**Dokumenttext:**
┌────────
Historische Computer-Schau: Von Nixdorf bis Robotron

Alte Rechner mögen kaum Gebrauchswert haben, Tauschwert haben sie allemal, wie auf dem Vintage Computing Festival zu sehen ist.

Eine dünne Staubschicht hat sich auf dem längst ausrangierten Laptop abgesetzt. So viele Jahre stand er unbeachtet auf dem Dachboden herum, endlich muss mal aufgeräumt werden, und auch der mausgraue Toshiba Satellite Pro 400CDT/810 soll nun dran glauben. Ob er überhaupt noch funktioniert? Ein Stromkabel findet sich noch, aber etwas schwergängig ist der Deckel mit dem Bildschirm schon, so war es eigentlich immer.

Und auf Knopfdruck erstrahlt auf dem 10,4-Zoll-Bildschirm tatsächlich wieder die ganze Pracht von Windows 95. Ach, wie bescheiden, geradezu rührend! Statt einem Touchpad steht zum Bewegen des Cursors nur ein grüner Gumminippel mitten im sogar zweifarbigen Tastaturfeld zur Verfügung. Und neben dem CD-ROM-Fach hat er doch tatsächlich noch eines für Floppys, beide sogar austauschbar. Anschlussmöglichkeiten? Wenige, aber jeweils für Stecker mit vielen Kontaktstiften. Alter? So um die 20 Jahre, wahrscheinlich mehr. Speicherplatz? Nicht mehr bekannt, doch sicher sehr überschaubar, also weg damit!

Oder auch nicht. Denn ein prüfender Blick ins Internet, nur so für alle Fälle, ergibt durchaus noch ein gewisses Käuferinteresse an solch einer prähistorischen Datenverarbeitungsmaschine. Sie mag kaum noch Gebrauchswert besitzen, Tauschwert aber schon. Bis zu 150 Euro werden für solch einen alten Satellite Pro noch verlangt. Immerhin.

Von wegen Elektronikschrott. Alte Computer haben Sammlerwert. Und ein alter Commodore vermag auch jüngste Nutzer zu begeistern.
└────────
**Ihre Aufgaben:**
1. Nennen Sie alle Computerhersteller bzw. Computermarken, die im Text über alte Computer vorkommen.
2. Übersetzen Sie diesen Satz aus dem Text über alte Computer ins Englische: „Bis zu 150 Euro werden für solch einen alten Satellite Pro noch verlangt.“
3. Prüfen Sie anhand des Textes über alte Computer, ob die folgenden Aussagen zutreffen: (a) Der Laptop hat einen 10,4-Zoll-Bildschirm. (b) Der Laptop besitzt ein Touchpad. (c) Der Speicherplatz des Laptops ist genau bekannt.
Die Auflistung wird für die Bearbeitung nicht benötigt.

[Beschriftungen der Objektpunkte]
┌────────
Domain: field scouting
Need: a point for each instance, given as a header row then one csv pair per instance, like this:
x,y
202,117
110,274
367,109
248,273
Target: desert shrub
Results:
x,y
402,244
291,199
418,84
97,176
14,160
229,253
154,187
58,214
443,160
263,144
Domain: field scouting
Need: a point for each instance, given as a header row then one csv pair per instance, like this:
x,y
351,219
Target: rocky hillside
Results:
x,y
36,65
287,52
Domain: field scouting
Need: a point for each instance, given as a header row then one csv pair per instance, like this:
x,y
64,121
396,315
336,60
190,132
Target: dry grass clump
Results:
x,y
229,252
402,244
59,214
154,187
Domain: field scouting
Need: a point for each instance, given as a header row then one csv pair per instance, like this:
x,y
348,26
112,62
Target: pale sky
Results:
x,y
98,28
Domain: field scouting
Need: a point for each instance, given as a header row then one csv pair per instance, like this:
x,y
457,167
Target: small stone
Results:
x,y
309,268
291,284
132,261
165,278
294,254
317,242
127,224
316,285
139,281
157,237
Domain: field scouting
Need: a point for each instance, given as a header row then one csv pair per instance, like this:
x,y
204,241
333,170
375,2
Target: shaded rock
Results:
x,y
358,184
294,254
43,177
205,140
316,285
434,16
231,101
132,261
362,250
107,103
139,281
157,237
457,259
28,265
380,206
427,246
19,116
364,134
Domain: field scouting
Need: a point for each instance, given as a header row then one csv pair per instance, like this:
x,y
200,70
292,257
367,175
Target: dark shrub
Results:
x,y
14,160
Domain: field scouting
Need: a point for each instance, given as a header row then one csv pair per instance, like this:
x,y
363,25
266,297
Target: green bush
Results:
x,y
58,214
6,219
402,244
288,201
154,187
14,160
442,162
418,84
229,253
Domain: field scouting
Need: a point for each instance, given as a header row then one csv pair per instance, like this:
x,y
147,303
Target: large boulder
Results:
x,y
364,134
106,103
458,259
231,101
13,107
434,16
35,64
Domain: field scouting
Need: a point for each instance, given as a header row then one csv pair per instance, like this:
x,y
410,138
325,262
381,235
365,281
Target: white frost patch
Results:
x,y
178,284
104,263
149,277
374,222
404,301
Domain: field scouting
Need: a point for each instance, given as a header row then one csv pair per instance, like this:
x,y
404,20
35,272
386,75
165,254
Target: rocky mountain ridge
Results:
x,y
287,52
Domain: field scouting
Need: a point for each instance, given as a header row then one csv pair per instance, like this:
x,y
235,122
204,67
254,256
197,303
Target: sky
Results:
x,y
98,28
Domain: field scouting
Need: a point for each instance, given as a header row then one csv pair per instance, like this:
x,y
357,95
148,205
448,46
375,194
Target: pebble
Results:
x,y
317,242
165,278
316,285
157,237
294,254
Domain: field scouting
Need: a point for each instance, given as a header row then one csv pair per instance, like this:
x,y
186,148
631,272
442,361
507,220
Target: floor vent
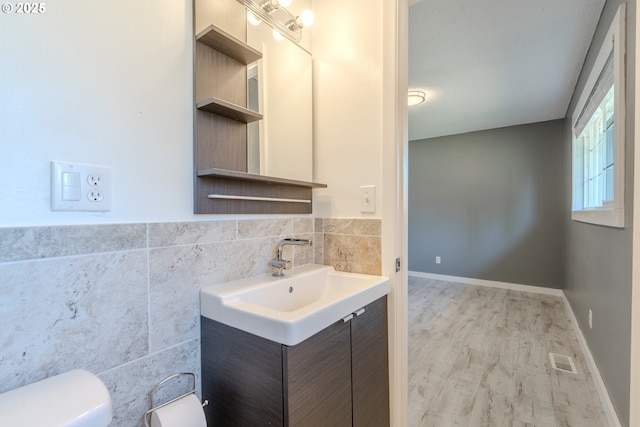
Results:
x,y
562,363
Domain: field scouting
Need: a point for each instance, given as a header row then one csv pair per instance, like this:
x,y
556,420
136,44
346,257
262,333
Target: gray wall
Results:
x,y
599,259
490,204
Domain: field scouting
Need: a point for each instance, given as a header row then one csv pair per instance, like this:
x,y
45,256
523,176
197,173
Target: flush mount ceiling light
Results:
x,y
275,14
416,97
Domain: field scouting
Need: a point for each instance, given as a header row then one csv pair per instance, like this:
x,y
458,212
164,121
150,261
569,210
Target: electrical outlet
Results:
x,y
95,196
94,180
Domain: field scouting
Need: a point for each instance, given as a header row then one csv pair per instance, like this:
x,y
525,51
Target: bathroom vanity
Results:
x,y
337,377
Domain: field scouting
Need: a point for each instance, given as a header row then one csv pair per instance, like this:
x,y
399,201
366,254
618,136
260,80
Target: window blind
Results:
x,y
600,90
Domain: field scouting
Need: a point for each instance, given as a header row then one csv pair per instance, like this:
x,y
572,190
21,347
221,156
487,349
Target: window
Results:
x,y
598,136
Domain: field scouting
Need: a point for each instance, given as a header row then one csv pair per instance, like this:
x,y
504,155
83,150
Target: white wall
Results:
x,y
348,104
108,83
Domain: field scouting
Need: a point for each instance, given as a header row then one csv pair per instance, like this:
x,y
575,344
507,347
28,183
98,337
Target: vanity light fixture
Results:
x,y
416,97
275,14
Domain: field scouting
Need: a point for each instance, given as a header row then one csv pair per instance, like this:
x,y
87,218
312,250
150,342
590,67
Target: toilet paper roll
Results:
x,y
184,412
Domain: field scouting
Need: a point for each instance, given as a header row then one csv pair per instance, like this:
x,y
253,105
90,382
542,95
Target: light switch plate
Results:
x,y
368,199
80,187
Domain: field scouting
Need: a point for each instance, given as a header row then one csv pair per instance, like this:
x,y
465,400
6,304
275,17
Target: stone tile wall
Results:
x,y
351,245
122,301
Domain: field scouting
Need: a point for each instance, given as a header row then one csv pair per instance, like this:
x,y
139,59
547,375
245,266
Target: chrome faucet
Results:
x,y
278,264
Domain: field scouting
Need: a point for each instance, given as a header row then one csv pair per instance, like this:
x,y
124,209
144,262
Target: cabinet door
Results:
x,y
241,377
317,379
369,346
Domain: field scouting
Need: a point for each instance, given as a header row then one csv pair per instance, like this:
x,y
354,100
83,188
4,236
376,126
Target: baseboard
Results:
x,y
607,404
601,389
490,283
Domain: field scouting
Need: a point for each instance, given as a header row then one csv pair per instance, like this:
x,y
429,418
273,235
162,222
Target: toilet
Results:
x,y
73,399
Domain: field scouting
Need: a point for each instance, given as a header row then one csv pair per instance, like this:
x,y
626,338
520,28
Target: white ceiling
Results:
x,y
492,63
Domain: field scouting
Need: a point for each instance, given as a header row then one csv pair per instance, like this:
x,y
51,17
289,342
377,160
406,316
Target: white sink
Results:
x,y
291,308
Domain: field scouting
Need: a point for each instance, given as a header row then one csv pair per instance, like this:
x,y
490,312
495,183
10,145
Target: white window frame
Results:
x,y
612,214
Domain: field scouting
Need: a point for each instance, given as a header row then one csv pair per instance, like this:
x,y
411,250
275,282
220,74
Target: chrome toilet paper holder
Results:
x,y
147,415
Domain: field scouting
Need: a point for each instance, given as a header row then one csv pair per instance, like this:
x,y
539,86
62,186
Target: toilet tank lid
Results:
x,y
73,399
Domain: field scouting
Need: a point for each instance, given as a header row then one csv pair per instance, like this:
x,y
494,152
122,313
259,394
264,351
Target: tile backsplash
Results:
x,y
122,301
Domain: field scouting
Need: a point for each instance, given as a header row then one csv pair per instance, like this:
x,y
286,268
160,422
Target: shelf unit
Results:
x,y
222,184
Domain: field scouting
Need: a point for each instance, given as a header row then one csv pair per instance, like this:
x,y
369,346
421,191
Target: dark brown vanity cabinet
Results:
x,y
338,377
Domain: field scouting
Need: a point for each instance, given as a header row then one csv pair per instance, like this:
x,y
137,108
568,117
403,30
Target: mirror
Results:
x,y
280,87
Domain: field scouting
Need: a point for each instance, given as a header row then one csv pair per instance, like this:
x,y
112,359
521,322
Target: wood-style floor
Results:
x,y
479,356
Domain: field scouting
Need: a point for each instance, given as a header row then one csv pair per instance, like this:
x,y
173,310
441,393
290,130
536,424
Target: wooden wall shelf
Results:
x,y
224,42
229,110
221,182
222,173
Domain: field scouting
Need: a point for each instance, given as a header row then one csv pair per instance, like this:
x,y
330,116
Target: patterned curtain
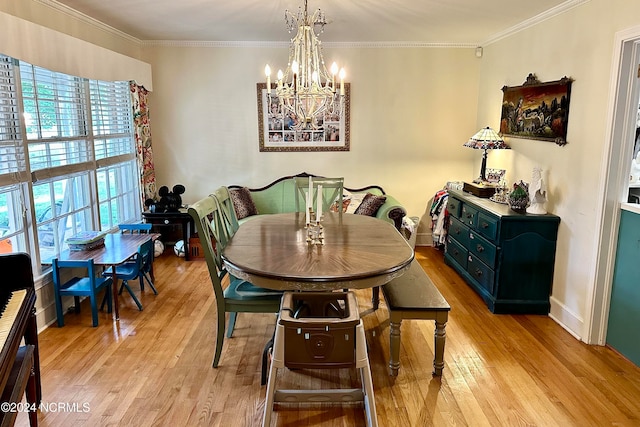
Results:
x,y
143,141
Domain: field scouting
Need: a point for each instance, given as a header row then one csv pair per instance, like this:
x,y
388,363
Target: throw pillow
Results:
x,y
242,202
370,204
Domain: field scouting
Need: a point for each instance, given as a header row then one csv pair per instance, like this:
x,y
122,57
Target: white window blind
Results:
x,y
111,120
12,158
55,119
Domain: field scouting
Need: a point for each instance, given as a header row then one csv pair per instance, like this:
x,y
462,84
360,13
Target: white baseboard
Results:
x,y
566,318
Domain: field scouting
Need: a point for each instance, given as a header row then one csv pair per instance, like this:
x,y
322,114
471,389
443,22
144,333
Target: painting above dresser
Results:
x,y
505,256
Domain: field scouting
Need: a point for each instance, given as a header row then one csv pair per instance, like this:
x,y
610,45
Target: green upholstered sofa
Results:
x,y
279,197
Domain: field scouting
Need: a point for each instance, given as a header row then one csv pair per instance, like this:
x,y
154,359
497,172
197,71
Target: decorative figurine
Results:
x,y
537,193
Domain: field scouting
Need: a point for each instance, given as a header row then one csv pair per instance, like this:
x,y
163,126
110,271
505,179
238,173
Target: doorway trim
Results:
x,y
621,123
└────────
**Antworten der Reihe nach:**
1. Nixdorf, Robotron, Toshiba, Commodore

2. Up to 150 euros are still being asked for an old Satellite Pro like this.

3.
(a) Ja: „auf dem 10,4-Zoll-Bildschirm“
(b) Nein: „Statt einem Touchpad steht zum Bewegen des Cursors nur ein grüner Gumminippel mitten im sogar zweifarbigen Tastaturfeld zur Verfügung.“
(c) Nein: „Nicht mehr bekannt“